__Aim__. Can you render the whole listing below as a JSON list of strings, one string per line, with blank lines and the pictures left out?

Entries from a point annotation set
** begin **
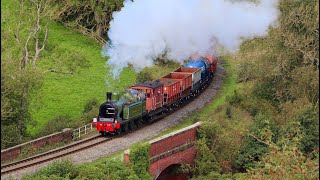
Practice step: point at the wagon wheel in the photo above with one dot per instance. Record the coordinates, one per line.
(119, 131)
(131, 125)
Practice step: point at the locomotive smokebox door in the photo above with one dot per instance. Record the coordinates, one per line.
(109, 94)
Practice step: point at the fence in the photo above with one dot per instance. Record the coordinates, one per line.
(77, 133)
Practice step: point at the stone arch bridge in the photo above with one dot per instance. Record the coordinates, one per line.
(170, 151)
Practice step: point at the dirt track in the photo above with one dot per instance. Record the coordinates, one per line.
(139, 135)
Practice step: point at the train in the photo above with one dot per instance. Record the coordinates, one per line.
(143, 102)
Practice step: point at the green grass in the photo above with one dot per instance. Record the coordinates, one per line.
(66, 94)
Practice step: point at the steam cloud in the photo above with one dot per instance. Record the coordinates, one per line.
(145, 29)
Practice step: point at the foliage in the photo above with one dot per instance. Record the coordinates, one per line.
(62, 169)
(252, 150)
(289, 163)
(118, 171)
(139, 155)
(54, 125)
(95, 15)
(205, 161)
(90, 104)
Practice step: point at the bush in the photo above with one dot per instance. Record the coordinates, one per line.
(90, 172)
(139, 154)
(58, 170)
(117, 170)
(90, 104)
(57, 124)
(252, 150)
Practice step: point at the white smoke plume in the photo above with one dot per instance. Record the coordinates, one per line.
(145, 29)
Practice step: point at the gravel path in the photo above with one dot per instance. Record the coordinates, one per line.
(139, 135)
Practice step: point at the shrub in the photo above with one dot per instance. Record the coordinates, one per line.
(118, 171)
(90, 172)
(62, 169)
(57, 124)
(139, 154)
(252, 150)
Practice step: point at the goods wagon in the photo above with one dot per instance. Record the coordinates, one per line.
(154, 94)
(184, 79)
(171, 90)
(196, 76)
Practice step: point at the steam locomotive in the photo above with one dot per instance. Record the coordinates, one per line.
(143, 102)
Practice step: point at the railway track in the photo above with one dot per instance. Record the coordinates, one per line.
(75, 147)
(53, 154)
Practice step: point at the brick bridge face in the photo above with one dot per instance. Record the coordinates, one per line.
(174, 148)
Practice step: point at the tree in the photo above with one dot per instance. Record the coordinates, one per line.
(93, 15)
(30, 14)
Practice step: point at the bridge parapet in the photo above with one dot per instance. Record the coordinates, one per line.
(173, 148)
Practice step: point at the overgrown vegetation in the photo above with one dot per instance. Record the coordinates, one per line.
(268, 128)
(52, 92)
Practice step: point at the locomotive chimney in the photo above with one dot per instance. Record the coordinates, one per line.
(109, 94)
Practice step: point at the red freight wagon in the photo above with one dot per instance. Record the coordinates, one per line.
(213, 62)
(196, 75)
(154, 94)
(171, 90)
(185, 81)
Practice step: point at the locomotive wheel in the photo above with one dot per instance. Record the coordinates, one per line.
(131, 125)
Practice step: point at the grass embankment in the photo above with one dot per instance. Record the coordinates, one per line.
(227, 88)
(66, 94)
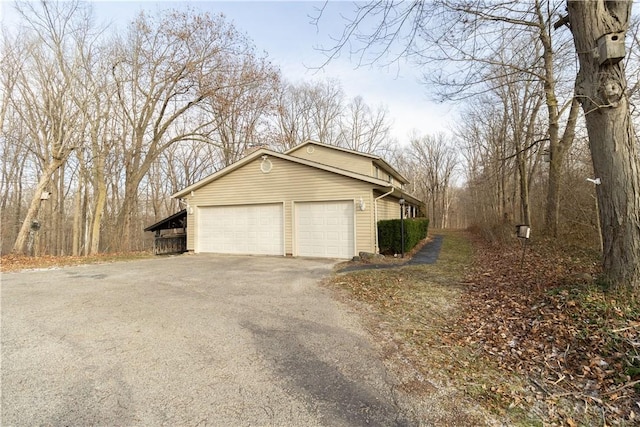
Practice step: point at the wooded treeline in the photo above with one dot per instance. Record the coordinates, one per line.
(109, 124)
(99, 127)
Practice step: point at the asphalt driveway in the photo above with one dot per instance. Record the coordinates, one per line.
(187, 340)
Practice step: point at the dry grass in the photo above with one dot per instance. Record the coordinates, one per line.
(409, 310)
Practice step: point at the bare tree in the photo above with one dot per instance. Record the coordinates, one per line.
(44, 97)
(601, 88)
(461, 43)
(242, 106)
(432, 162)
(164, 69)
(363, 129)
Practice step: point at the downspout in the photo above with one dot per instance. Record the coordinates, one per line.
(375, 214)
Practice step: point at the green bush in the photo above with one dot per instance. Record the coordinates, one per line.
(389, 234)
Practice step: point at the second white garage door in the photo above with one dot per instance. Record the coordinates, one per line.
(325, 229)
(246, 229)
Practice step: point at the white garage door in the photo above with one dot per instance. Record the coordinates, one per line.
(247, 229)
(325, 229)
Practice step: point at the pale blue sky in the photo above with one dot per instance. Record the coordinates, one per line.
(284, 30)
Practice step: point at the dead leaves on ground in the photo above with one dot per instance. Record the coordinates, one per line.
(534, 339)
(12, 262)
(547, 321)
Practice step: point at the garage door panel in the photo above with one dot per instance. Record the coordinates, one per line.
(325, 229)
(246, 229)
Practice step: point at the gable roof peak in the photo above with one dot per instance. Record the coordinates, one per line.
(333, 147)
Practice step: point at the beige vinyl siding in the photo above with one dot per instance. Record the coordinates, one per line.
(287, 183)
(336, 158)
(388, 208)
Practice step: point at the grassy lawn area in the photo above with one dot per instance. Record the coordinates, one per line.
** end **
__Result__.
[
  "Practice step: point at the wagon wheel in the photo above with one dot per instance. Record the coordinates, one per line.",
  "(119, 131)",
  "(131, 125)",
  "Practice step: point at the locomotive smokebox door in the photo above with one dot per instance. Record the coordinates, one per line.",
  "(109, 94)",
  "Practice step: point at the fence in the photo above with one dot per instance. Record the coordinates, one per line.",
  "(77, 133)",
  "Practice step: point at the stone arch bridge in the photo above with one dot per instance. Record the coordinates, one per line.",
  "(170, 151)",
  "Practice step: point at the dirt track in the photo above with one dot per instance. Record the coordinates, one per line.",
  "(139, 135)",
  "Practice step: point at the train in the photo above with one dot per instance. Record the coordinates, one per line.",
  "(143, 102)",
  "Practice step: point at the green grass in the photo above with one dot per instance. Record the coordinates, one per line.",
  "(66, 94)",
  "Practice step: point at the steam cloud in the photo above with one dot per instance. Record the coordinates, one per line.",
  "(145, 29)",
  "Practice step: point at the foliage in the photo above with one dot per instance. Record the coordinates, one per line.",
  "(62, 169)",
  "(252, 150)",
  "(289, 163)",
  "(118, 171)",
  "(139, 155)",
  "(54, 125)",
  "(95, 15)",
  "(205, 161)",
  "(90, 104)",
  "Practice step: point at the bush in the photo above with one dot per instance. Record the coordinates, one per line.",
  "(90, 172)",
  "(139, 154)",
  "(58, 170)",
  "(117, 170)",
  "(90, 104)",
  "(57, 124)",
  "(252, 150)",
  "Practice step: point at the white smoke plume in the photo above with one dot per instance. Record the coordinates, one per line.",
  "(145, 29)",
  "Practice step: point at the gravel path in the photo above with one dot per instance. Record the coordinates, one per line.",
  "(139, 135)",
  "Practice step: point at the shrub in the photo above with one dot per instance. Record the coordinates, one per line.",
  "(118, 171)",
  "(90, 172)",
  "(62, 169)",
  "(57, 124)",
  "(139, 154)",
  "(252, 150)",
  "Practice step: point at the goods wagon in the photo above with one dot per instance. Record the coordinates, one per line.",
  "(154, 94)",
  "(184, 79)",
  "(171, 90)",
  "(196, 76)",
  "Practice step: point at the steam locomotive in the photo above with one dot per instance. Record the coordinates, one per line.",
  "(143, 102)",
  "Practice step: point at the railway track in the photo above with one dot per instance. Record the coordinates, one per line.",
  "(75, 147)",
  "(53, 154)",
  "Practice step: point at the brick bridge face in the photo above with one dot per instance. Record the coordinates, one per line.",
  "(174, 148)",
  "Practice step: point at the tree in the photo above with one dot per instance. Record the coordinates, one per line.",
  "(93, 15)",
  "(30, 14)",
  "Practice step: point at the bridge parapet in the photo above with one dot per instance. Record the coordinates, one per line.",
  "(173, 148)",
  "Practice step: point at the overgrown vegetation in the photo above with one dot per instance. Record the coordinates, one per line.",
  "(268, 128)",
  "(52, 92)",
  "Practice step: point at the locomotive chimney in the photo above with one dot per instance. Record the coordinates, one per line.",
  "(109, 94)",
  "Practice step: point at the red freight wagon in the photo above with one dot per instance. Record the coordinates, one per line.",
  "(213, 62)",
  "(196, 75)",
  "(154, 94)",
  "(171, 90)",
  "(185, 81)",
  "Practice step: point at the locomotive wheel in the photo above with one dot per instance. Record the coordinates, one per line.",
  "(131, 125)",
  "Practice step: point at the grass embankment in the photo above with one dot per instance. Record the coordinates, one per line.",
  "(227, 88)",
  "(66, 94)",
  "Practice step: point at the wooded treeline in the photo above with one dot per instance. Record the coordinates, one per line.",
  "(109, 124)",
  "(99, 127)",
  "Practice step: point at the asphalt driveway in the photo above with one dot per instance. Record the coordinates, one per line.",
  "(187, 340)",
  "Practice step: point at the dry grass in the photo above with one dot per instance. Record the coordinates, one per line.",
  "(409, 310)",
  "Practice step: point at the bare tree in the photo above with one dot per instance. Record the coordinates, one per line.",
  "(44, 97)",
  "(601, 88)",
  "(461, 43)",
  "(242, 106)",
  "(432, 162)",
  "(164, 69)",
  "(363, 129)",
  "Practice step: point at the downspout in the photo above with one dot per instance. Record the coordinates, one per line.",
  "(375, 214)",
  "Practice step: point at the green bush in the photo above with one dot per instance. Record the coordinates, one per line.",
  "(389, 234)",
  "Practice step: point at the second white garage door in the photo above with one dot per instance. Record the coordinates, one per line.",
  "(325, 229)",
  "(246, 229)",
  "Practice step: point at the white garage door in the photo above with one dot per instance. Record the coordinates, one per line.",
  "(247, 229)",
  "(325, 229)",
  "Practice step: point at the pale blue sky in the photo above with one dot per instance. Record the coordinates, one per line.",
  "(284, 30)",
  "Practice step: point at the dead leaves on ground in the photo above with one dot per instance. Record the coordinates, one per line.",
  "(534, 339)",
  "(12, 262)",
  "(547, 321)",
  "Practice step: point at the garage door panel in the photo above with one dot per instance. Record the coordinates, one per line.",
  "(325, 229)",
  "(246, 229)",
  "Practice step: point at the gable roof peak in the photo above with one dot per instance. Record the coordinates, one per line.",
  "(333, 147)",
  "Practice step: point at the beige vinyl siding in the photo above with one dot per instance. Record the coordinates, one per line.",
  "(287, 183)",
  "(336, 158)",
  "(388, 208)",
  "Practice step: point at the grassy lawn area in the photo above with one dot per instance. Record the coordinates, one per line."
]